### Kutipan Sumber

------------------------------------

Tatalaksana Defisiensi Zat Besi pada Anak dengan ASS
Risiko terjadinya defisiensi zat besi cukup tinggi pada ASS mengingat salah satu manifestasi ASS dapat berupa perdarahan saluran cerna yang bersifat kronik. Oleh karena itu, anak dengan ASS mungkin membutuhkan suplementasi besi. Meskipun demikian, sebelum memberikan suplementasi besi, perlu dilakukan pemeriksaan laboratorium untuk melakukan konfirmasi adanya kondisi anemia defisiensi besi.(2,5)
Sesuai dengan rekomendasi IDAI, pemberian suplementasi besi dilakukan pada anak usia 1-5 tahun selama 3 bulan atau hingga pemulihan tercapai, dengan dosis 2 mg/kg/hari.(2) Sementara, khusus pada kasus anak dengan ASS, belum ada penelitian yang menyebutkan dosis suplementasi zat besi secara khusus. Setelah pemberian zat besi, perlu dilakukan pemantauan kadar hemoglobin, dan profil besi lain melalui pemeriksaan laboratorium.(2)
Hal utama yang menjadi perhatian adalah mungkin tidak semua anak dengan ASS memerlukan suplementasi besi. Suplementasi zat besi pada ASS dilakukan selama periode ketika kehilangan zat besi meningkat (ada perdarahan) atau ketika terjadi malabsorpsi.(5) Terlepas dengan keberadaan ASS, pada daerah dengan prevalensi anemia defisiensi besi tinggi (di atas 40%), suplementasi besi dapat diberikan. Oleh karena itu, sesuai dengan rekomendasi IDAI, skrining kadar hemoglobin secara masif perlu dilakukan setiap tahun, mulai dari usia 2 tahun hingga remaja.(2)
Peran Vitamin C dalam Mendukung Absorpsi Zat Besi
Vitamin C merupakan vitamin yang bersifat larut dalam air, dan telah terbukti dapat meningkatkan absorpsi zat besi. Absorpsi zat besi mayoritas terjadi di duodenum dan jejunum proksimal. Absorpsi zat besi akan lebih optimal pada lingkungan yang bersifat asam. Vitamin C dapat membuat lambung bersifat lebih asam.(3)

------------------------------------

### Yang Diminta
Lanjutkan teks tentang defisiensi zat besi pada anak dengan ASS, dimulai tepat setelah kalimat terakhirnya. Entri di bawah ini diambil dari sumber yang berbeda.

Data penunjukan berbasis gambar:
------------------------------------

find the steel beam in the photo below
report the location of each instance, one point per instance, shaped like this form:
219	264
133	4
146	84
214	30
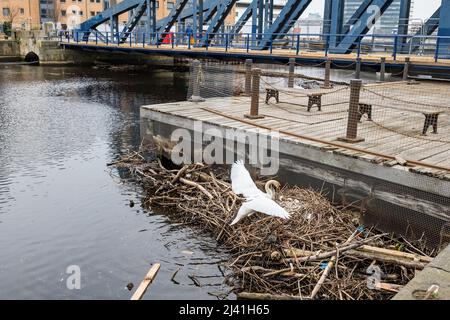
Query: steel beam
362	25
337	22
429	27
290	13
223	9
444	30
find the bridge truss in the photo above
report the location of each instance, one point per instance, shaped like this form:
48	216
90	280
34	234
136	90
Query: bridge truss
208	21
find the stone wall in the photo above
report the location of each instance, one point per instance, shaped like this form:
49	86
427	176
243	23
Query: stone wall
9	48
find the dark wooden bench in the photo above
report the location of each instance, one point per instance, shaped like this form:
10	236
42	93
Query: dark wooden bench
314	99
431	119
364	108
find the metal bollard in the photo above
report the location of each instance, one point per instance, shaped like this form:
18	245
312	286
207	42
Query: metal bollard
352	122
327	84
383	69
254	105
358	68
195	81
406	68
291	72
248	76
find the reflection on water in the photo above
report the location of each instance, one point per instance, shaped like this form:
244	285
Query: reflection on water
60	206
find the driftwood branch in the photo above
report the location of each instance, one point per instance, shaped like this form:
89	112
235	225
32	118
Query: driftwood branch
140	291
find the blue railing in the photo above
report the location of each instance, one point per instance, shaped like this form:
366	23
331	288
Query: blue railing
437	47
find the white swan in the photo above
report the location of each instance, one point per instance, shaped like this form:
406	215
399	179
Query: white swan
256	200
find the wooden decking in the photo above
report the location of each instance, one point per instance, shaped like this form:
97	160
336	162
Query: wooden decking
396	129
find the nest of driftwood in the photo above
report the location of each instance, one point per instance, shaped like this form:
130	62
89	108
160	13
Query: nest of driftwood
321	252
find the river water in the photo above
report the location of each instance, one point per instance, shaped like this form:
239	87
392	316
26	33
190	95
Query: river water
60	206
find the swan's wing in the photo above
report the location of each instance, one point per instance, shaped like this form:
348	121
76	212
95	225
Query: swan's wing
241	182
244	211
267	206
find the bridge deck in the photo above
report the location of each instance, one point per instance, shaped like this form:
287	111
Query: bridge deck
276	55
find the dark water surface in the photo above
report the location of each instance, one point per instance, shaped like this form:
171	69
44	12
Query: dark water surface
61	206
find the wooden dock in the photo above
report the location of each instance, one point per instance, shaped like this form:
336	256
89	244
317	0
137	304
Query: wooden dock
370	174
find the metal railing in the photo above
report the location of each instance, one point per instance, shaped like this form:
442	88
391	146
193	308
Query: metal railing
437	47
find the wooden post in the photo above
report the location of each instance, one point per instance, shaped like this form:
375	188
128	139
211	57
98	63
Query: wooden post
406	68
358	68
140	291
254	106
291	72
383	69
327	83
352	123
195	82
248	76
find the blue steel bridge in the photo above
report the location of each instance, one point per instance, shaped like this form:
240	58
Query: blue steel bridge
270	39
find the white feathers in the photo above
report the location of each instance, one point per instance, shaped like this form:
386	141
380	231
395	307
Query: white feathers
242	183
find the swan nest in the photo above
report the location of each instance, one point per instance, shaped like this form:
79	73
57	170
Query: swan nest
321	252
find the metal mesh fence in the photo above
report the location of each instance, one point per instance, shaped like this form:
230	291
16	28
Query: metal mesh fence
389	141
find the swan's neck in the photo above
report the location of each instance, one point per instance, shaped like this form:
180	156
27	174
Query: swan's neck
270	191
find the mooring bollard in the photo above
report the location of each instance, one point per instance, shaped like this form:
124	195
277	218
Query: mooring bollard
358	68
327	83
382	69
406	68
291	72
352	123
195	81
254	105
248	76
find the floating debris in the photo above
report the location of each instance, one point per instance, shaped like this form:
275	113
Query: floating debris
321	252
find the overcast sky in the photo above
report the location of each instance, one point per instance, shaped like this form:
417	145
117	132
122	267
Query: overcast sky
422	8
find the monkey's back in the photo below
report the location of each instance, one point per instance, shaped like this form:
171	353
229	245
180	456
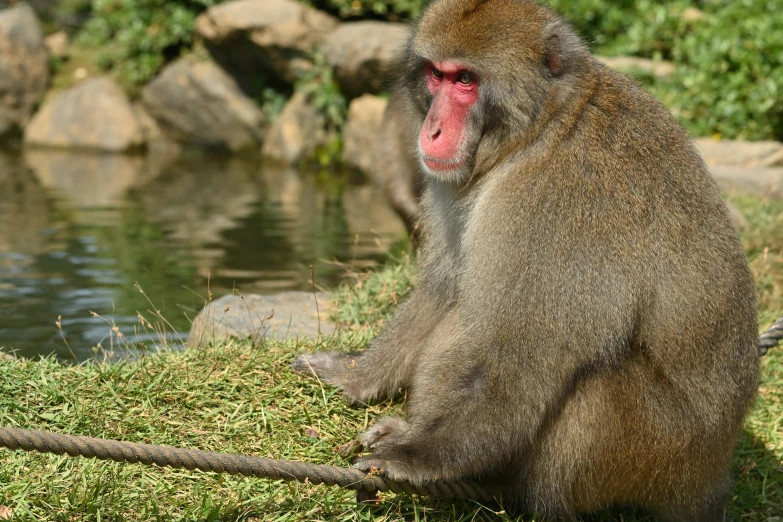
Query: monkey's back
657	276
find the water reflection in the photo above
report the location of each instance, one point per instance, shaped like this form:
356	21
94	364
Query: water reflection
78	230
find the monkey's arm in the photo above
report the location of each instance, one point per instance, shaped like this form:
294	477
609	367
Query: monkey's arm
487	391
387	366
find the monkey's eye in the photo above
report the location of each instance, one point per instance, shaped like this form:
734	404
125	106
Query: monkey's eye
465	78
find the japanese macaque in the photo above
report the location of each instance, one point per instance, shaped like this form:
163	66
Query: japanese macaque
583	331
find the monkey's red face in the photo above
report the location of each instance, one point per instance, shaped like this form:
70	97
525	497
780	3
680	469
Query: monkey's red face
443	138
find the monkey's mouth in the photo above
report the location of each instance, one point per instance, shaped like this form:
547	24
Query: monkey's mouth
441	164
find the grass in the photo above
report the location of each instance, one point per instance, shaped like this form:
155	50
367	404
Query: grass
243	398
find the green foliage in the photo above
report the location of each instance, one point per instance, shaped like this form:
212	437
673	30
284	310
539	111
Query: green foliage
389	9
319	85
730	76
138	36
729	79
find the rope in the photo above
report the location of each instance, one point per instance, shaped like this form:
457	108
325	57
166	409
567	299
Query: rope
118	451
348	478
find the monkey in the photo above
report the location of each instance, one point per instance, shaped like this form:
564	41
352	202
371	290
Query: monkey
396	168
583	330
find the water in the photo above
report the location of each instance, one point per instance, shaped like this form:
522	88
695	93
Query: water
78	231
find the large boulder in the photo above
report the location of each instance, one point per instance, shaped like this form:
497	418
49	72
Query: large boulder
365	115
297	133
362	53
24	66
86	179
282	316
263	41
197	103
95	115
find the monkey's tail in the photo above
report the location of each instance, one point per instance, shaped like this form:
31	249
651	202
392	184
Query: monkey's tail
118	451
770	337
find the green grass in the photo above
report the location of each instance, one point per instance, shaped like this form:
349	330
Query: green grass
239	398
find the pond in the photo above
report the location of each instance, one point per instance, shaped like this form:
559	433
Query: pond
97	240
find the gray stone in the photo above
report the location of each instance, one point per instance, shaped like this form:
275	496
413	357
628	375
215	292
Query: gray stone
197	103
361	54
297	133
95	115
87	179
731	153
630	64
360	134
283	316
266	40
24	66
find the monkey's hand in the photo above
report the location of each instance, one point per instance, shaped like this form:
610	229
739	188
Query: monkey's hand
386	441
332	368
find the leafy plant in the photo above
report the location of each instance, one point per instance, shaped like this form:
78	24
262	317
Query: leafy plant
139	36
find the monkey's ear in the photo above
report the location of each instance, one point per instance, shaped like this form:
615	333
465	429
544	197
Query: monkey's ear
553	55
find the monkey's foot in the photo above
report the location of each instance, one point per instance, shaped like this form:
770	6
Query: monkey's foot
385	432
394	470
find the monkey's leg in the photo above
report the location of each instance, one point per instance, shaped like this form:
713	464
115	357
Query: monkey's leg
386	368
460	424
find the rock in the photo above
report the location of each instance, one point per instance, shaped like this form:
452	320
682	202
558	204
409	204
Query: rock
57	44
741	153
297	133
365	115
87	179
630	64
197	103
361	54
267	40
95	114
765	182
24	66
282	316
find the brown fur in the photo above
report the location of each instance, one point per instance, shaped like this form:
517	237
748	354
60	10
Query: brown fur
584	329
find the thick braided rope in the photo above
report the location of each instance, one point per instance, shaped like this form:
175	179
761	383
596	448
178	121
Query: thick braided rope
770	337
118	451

------------------------------------

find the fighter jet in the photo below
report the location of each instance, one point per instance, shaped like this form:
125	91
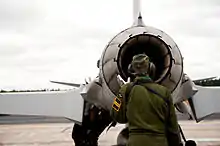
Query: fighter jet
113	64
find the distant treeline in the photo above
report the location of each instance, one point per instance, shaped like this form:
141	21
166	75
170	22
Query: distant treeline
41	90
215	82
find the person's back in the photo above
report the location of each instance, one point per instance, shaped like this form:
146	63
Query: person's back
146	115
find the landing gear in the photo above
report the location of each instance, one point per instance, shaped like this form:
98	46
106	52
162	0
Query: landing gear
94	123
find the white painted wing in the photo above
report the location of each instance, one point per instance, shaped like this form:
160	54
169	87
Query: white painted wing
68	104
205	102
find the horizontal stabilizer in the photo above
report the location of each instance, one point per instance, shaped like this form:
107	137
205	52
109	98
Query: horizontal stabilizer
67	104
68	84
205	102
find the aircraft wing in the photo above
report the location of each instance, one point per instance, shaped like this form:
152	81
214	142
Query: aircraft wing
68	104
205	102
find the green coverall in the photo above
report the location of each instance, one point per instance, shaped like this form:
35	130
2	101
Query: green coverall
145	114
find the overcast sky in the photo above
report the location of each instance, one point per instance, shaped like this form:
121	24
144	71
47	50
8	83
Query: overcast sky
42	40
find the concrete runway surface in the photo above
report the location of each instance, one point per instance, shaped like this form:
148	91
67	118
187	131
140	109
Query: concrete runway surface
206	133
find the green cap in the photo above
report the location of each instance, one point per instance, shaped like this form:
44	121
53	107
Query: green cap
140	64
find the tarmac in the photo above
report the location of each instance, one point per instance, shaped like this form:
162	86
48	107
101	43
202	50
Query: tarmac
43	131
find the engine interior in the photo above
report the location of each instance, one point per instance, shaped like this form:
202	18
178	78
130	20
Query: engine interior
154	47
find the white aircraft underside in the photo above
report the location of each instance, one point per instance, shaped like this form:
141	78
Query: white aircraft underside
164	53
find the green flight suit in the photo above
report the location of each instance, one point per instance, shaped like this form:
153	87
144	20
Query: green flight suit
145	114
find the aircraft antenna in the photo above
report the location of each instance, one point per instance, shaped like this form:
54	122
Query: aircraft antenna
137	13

------------------------------------

### Jawaban Tertulis
Pada anak dengan ASS, selain melakukan restriksi diet, terapi lainnya adalah memberikan susu formula alternatif yang bebas susu sapi, seperti susu terhidrolisat ekstensif, dan susu formula asam amino. Pada keadaan tidak tersedianya kedua jenis susu tersebut atau ada kendala biaya, susu formula yang mengandung isolat protein soya dapat diberikan. Untuk memenuhi kebutuhan zat besi, isolat protein soya dapat difortifikasi dengan zat besi.(4) Pada jenis susu tersebut, zat besi yang tersedia adalah golongan zat besi non-heme. Vitamin C juga terbukti dapat meningkatkan absorpsi besi non-heme.(3) Meskipun demikian, sampai saat ini belum ada rekomendasi dosis vitamin C pada kasus defisiensi zat besi pada anak dengan ASS.
Kesimpulan
Suplementasi zat besi perlu diberikan pada semua anak dengan defisiensi zat besi atau pada daerah dengan prevalensi tinggi anemia zat besi, terlepas dari status ASS. Vitamin C juga terbukti dapat meningkatkan absorpsi zat besi, sehingga dapat membantu mengatasi kondisi defisiensi zat besi. Selain itu, masih diperlukan studi lebih lanjut mengenai suplementasi besi pada anak dengan ASS.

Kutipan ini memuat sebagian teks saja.